## THE REQUEST
Repeat, unchanged, the lines below starting at the line containing "the white ceiling." and ending at the line containing "[[266, 163], [172, 63]]", including both of those lines.

## DATASET CONTENT
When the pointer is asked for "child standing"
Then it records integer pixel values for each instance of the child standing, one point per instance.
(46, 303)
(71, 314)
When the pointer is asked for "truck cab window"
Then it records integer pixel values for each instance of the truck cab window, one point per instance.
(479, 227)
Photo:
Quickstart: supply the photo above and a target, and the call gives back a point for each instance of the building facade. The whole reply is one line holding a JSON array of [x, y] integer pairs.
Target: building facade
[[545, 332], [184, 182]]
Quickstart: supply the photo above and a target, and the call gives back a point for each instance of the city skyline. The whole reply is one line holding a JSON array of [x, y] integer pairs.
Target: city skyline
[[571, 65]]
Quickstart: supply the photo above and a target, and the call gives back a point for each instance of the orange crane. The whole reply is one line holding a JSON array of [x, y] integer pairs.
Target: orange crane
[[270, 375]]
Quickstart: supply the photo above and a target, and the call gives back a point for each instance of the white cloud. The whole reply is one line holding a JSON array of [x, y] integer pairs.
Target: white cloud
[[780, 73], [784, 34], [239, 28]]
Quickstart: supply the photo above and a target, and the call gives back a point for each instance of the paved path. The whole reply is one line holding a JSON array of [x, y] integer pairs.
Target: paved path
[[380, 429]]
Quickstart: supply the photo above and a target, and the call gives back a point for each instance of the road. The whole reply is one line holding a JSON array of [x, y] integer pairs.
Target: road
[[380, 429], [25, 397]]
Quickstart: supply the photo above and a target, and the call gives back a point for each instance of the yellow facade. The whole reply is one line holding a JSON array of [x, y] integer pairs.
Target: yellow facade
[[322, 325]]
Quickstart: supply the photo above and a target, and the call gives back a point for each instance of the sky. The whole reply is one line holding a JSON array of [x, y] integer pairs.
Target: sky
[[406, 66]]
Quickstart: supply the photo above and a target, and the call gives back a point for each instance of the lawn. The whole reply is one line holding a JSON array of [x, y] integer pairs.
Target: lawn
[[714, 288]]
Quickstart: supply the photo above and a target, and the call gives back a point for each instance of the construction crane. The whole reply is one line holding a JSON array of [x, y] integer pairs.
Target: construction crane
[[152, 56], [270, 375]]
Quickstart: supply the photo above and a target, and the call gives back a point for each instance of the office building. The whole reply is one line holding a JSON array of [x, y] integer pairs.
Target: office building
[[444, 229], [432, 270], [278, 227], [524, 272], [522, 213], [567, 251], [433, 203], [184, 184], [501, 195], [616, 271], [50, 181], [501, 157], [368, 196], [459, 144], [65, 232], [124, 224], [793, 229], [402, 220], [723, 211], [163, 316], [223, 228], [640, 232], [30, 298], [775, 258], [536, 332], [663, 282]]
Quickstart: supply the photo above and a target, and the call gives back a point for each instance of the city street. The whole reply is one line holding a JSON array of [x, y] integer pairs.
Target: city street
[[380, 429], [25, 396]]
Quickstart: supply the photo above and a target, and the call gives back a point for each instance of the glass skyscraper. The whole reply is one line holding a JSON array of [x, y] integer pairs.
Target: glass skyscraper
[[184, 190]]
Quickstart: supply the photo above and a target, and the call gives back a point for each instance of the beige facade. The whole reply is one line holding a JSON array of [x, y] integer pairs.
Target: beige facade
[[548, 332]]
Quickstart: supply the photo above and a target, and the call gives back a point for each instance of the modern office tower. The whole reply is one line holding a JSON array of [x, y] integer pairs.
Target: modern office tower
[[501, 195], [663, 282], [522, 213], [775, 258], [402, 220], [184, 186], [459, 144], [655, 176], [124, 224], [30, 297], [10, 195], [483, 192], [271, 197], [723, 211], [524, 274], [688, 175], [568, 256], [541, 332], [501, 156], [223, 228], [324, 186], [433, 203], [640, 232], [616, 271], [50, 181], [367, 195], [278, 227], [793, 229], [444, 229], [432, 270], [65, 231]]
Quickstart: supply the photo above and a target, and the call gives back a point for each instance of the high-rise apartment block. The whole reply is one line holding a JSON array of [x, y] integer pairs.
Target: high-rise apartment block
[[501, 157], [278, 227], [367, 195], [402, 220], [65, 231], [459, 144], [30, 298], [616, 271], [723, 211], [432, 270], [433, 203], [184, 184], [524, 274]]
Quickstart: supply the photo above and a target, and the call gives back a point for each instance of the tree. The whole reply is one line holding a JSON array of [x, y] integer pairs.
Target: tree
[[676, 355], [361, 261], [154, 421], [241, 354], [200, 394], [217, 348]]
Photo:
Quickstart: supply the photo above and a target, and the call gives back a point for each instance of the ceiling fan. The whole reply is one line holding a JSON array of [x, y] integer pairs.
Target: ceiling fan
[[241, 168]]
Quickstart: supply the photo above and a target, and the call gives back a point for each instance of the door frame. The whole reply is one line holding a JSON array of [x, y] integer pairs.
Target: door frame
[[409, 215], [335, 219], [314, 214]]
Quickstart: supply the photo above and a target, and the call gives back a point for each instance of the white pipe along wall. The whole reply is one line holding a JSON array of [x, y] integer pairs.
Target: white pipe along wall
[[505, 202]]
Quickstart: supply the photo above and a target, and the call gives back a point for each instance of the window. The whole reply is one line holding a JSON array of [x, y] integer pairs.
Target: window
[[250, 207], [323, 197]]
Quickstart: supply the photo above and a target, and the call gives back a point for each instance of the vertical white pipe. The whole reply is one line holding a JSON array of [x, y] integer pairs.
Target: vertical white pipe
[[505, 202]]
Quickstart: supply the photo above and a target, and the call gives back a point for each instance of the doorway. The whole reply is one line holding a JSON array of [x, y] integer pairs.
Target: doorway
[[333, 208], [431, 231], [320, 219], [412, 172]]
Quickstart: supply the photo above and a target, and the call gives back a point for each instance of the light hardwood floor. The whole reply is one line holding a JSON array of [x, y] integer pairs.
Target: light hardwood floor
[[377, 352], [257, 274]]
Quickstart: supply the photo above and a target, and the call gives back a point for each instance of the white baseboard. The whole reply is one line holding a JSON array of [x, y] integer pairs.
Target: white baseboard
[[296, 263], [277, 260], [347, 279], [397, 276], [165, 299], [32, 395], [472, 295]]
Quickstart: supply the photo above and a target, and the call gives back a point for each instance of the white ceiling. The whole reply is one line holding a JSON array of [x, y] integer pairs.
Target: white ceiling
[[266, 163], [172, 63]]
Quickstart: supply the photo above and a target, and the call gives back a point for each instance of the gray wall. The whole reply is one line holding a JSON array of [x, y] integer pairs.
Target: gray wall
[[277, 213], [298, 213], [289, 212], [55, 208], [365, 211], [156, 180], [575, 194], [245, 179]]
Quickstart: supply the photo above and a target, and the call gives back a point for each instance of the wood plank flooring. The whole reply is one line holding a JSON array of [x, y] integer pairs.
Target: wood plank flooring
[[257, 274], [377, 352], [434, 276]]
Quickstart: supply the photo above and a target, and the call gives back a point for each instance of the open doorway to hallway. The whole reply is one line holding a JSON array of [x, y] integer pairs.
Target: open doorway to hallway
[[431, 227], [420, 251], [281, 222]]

## SOLUTION
Quickstart: supply the photo above and a target, and the call gives back a point for each instance of the white ceiling. The whole reply is one line holding a JSON array of [x, y] integer pairs.
Target: white ceiling
[[266, 163], [172, 63]]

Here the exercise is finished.